[Text]
··········
You People (2023)

“We really do live in two worlds. There’s no escaping it.”

You People should have worked. It has a solid pedigree, features actors with great comedic and dramatic chops, and is sparked by a setup that’s easy even though the entire point of the script is that things can and will be difficult. It’s an interracial relationship flip-flop by way of Guess Who’s Coming to Dinner, and much of the spotlight is put on the Shakespearean feuding parents. Too much of You People is spent pointing out their obvious differences though, and the time would have felt more wisely invested digging for deeper similarities. Instead we get a film that’s too long, undercooked emotionally, and overwrought comedically. A handful of scenes save it from being a laughable mess, and not in a funny way either. It’s not worthy of a second date.

The film is at its best early on, when distractions are at a minimum and two starkly opposites clumsily meet, eventually even stoking vibes and catching feelings after an initially unpleasant first encounter. These two opposites attract. Ezra (Jonah Hill) is a broker by day and an aspiring podcaster by night with his best friend Mo (Sam Jay, who gets no depth at all here). Amira (Lauren London) is a hopeful fashion designer with lots of ideas and broad strokes, but no real intonations yet either. He mistakes her for an Uber driver, she’s offended yet flattered, and the long-term promise of their first date is all but sold during their awkward but relatable meet-cute. They chat and connect. If only the rest of this movie could have felt as fun and balanced.
··········
[Input data]
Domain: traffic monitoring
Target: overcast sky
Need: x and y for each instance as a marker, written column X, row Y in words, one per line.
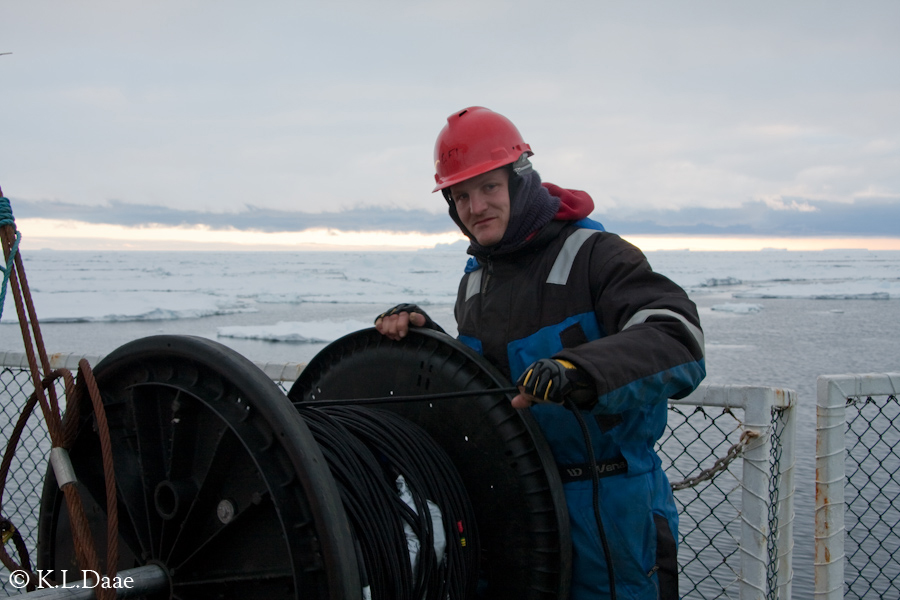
column 677, row 117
··········
[Set of tasks]
1. Reproduce a passage from the You People review, beginning at the words "The film is" and stopping after "fun and balanced.".
2. Answer these questions using the You People review:
(a) Which older film does the review say the interracial relationship premise draws on?
(b) What is Ezra's daytime job?
(c) What does Ezra mistake Amira for when they first meet?
3. Continue the You People review after its final sentence.

[Responses to the exercise]
1.
The film is at its best early on, when distractions are at a minimum and two starkly opposites clumsily meet, eventually even stoking vibes and catching feelings after an initially unpleasant first encounter. These two opposites attract. Ezra (Jonah Hill) is a broker by day and an aspiring podcaster by night with his best friend Mo (Sam Jay, who gets no depth at all here). Amira (Lauren London) is a hopeful fashion designer with lots of ideas and broad strokes, but no real intonations yet either. He mistakes her for an Uber driver, she’s offended yet flattered, and the long-term promise of their first date is all but sold during their awkward but relatable meet-cute. They chat and connect. If only the rest of this movie could have felt as fun and balanced.

2.
(a) Guess Who's Coming to Dinner
(b) He is a broker.
(c) An Uber driver

3.
I found this film to be like Meet the Parents with a less focused script and a central romance that never really feels believable; the foundation is shaky to say the least. So many scenes layered throughout You People made me laugh out loud sitting with the film, mostly from the derangement and the delight of the parental figures so longing to understand and adapt to what’s podcast worthy. And yet I’m not sure what ever happened between Julia Louis-Dreyfus and Eddie Murphy could ever be real; she’s interested in the outcome but his character is awkwardly absent in all things serious until the end. These parents dislike each other, turn a page, try to find a haven. It’s a complete cluster and the film falls because of it. The edges are jagged instead of rounded.

You People is a film that has its heart and its intentions in the right place but is so cold and hollow that it’s all sent to a PO Box where false sentiments accumulate and go to die. The lazy score can’t be taken seriously, the writing is shortsighted, and Eddie Murphy somehow overshadows the entire cast whilst doing nothing at all. I haven’t seen him try to be this serious since 2016’s disaster Mr. Church. Both performances by him are so perfunctory, and that also goes for You People as a whole as it tries to put a bow on a trainwreck of a picture. Some solid and sentimental laughs keep this one from being a complete calamity.

“I don’t think love is enough. There’s two many outside factors.”